### MATERIAL FOR THIS TASK

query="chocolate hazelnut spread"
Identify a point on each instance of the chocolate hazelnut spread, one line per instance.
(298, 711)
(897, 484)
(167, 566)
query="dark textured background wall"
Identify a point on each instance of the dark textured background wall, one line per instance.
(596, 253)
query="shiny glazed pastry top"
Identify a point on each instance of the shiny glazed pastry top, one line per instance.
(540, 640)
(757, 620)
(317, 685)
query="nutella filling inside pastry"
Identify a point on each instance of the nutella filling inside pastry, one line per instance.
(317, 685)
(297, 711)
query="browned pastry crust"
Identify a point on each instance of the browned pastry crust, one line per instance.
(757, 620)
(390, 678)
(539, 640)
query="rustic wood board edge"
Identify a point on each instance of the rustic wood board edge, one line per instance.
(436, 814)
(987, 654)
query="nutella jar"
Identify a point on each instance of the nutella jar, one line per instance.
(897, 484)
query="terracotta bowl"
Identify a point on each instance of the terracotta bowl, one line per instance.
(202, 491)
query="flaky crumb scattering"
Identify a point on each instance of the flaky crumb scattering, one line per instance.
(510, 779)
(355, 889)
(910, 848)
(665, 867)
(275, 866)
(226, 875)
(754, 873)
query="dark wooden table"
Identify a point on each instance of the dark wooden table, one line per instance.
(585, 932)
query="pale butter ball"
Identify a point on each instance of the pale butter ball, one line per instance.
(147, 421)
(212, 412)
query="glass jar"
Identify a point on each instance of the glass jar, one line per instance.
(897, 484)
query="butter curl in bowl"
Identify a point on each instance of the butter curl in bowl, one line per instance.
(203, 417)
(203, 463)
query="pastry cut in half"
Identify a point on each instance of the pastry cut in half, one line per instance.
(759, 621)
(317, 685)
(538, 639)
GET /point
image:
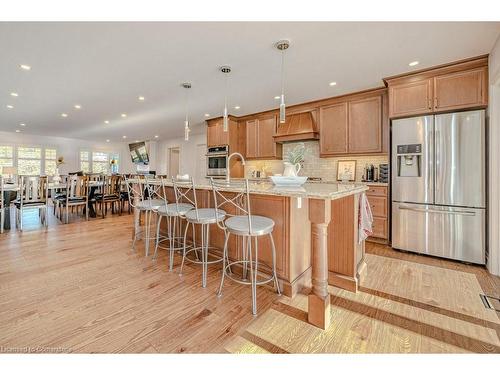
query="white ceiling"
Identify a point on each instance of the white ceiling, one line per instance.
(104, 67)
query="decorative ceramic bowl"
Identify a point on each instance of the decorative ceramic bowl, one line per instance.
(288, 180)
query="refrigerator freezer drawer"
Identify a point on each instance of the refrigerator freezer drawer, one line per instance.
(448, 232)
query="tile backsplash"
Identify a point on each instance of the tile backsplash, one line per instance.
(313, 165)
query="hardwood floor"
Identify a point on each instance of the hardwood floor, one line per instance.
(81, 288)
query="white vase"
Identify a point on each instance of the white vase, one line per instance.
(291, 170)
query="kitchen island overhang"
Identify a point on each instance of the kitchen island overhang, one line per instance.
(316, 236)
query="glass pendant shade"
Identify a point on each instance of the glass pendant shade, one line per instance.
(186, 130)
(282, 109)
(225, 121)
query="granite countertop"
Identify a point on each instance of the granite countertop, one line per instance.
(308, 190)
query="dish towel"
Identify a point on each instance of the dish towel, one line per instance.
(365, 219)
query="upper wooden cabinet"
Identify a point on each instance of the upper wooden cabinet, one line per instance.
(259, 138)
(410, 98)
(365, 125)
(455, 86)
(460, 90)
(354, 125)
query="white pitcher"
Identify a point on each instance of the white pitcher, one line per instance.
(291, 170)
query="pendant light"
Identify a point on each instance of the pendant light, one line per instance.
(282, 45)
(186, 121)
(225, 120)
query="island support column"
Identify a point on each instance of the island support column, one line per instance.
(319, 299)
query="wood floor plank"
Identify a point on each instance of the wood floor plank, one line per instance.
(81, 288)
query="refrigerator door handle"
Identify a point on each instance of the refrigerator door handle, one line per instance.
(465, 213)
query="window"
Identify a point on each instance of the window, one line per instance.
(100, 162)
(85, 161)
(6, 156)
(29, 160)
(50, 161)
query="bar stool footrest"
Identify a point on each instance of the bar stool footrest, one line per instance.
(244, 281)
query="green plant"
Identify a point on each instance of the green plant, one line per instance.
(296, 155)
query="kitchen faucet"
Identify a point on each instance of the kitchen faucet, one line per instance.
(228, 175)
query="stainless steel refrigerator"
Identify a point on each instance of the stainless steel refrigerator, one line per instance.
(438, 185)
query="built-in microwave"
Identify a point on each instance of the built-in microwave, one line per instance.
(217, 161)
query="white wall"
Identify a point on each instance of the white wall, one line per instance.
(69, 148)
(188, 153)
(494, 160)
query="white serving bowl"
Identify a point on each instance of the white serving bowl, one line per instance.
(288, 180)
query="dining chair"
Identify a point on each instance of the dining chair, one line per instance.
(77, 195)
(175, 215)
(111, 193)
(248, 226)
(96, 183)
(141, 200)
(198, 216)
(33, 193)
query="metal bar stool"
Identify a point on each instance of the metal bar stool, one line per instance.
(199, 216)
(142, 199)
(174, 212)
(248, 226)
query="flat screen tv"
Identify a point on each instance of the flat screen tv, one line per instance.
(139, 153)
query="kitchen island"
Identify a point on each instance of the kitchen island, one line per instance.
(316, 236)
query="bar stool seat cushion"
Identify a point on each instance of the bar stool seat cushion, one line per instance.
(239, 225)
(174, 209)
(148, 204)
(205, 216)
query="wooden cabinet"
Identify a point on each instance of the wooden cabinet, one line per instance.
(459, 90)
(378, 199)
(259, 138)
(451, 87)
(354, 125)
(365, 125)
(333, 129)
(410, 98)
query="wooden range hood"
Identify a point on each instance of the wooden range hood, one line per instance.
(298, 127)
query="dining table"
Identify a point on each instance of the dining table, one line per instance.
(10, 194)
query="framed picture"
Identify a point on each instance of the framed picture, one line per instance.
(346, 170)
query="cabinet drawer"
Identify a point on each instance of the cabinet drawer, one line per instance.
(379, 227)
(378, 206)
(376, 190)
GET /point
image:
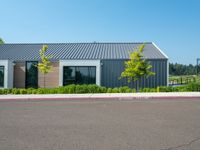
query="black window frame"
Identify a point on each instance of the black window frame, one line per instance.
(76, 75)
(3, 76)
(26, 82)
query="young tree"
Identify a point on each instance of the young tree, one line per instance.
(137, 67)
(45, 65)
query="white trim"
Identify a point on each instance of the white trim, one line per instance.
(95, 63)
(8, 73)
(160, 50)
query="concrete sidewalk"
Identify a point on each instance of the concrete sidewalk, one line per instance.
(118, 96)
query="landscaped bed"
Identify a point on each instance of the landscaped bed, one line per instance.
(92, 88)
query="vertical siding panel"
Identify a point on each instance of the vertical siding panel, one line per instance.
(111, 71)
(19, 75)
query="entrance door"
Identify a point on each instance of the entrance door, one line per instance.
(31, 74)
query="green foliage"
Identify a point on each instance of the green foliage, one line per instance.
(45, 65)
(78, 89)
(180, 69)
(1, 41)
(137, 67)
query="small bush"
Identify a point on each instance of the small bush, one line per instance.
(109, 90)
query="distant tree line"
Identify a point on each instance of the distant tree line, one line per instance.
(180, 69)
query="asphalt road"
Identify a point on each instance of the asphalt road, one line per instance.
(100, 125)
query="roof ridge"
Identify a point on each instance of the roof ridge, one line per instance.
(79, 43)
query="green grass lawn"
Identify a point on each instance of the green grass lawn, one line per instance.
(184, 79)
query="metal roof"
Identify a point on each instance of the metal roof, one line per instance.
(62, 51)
--
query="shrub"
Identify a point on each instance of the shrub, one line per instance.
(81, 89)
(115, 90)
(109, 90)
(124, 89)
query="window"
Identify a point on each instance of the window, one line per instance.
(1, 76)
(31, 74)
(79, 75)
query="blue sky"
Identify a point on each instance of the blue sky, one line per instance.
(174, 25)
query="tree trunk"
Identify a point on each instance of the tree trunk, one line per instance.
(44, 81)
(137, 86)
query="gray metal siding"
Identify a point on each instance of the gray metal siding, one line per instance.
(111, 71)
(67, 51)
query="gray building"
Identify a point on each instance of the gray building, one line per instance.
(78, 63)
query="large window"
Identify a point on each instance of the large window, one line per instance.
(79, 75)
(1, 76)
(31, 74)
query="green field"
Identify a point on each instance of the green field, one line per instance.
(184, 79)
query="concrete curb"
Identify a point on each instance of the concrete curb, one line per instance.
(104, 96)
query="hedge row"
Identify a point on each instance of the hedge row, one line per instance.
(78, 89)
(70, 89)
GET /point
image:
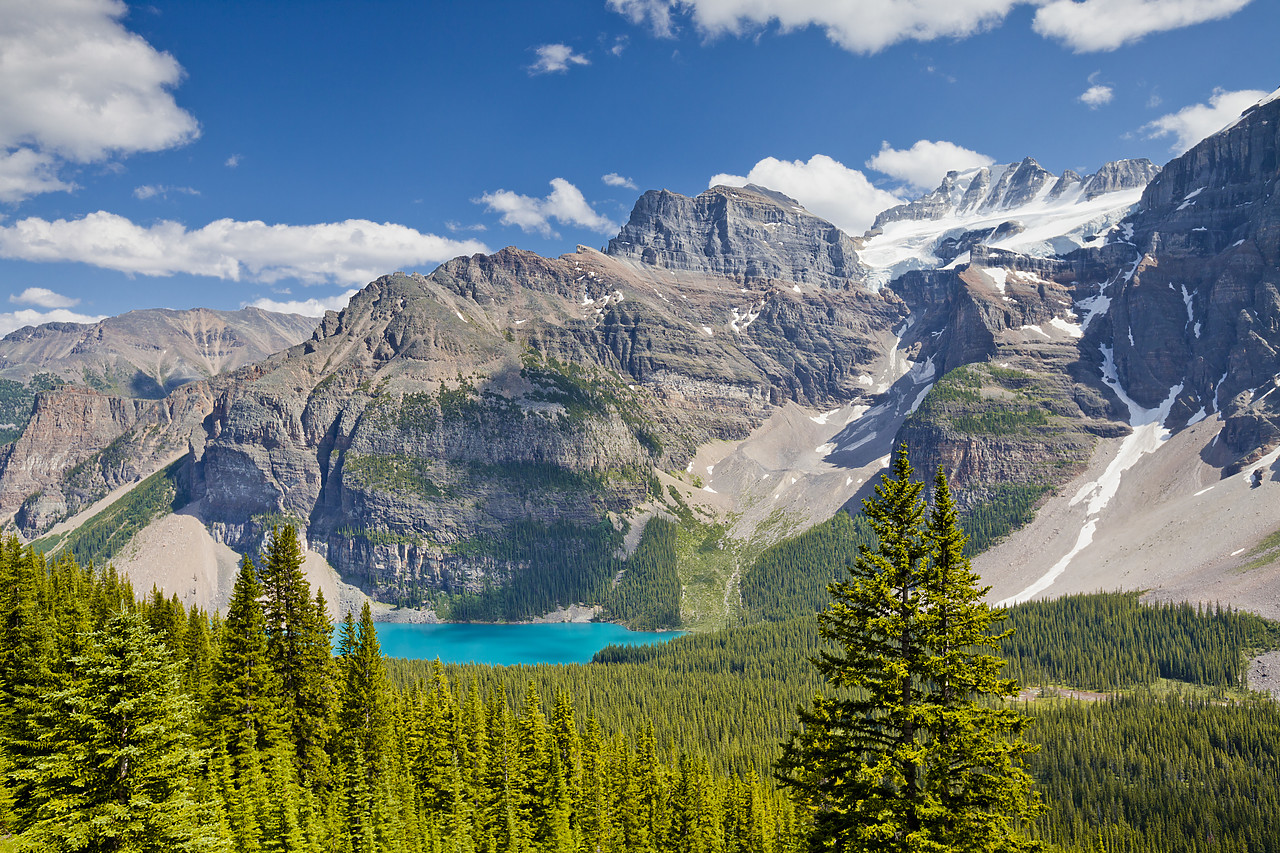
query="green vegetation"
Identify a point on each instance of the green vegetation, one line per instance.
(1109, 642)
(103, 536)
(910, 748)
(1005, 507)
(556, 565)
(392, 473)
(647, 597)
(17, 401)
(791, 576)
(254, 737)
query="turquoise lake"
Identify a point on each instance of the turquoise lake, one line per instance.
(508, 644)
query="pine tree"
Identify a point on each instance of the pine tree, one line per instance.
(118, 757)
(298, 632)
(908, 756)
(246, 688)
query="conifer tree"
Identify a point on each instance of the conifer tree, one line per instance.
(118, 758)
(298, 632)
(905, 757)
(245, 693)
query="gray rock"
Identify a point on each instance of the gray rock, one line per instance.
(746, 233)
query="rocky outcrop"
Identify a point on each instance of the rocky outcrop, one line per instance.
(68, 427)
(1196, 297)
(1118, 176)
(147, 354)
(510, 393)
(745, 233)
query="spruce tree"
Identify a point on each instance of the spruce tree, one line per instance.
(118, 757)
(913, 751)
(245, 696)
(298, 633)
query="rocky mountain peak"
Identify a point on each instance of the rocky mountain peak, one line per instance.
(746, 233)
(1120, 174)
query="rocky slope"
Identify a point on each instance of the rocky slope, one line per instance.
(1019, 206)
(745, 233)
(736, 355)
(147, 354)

### YOUR OBJECTIVE
Count the lines in both blocks above that contain the word "road". Reply with only the number.

### WORKED ANSWER
2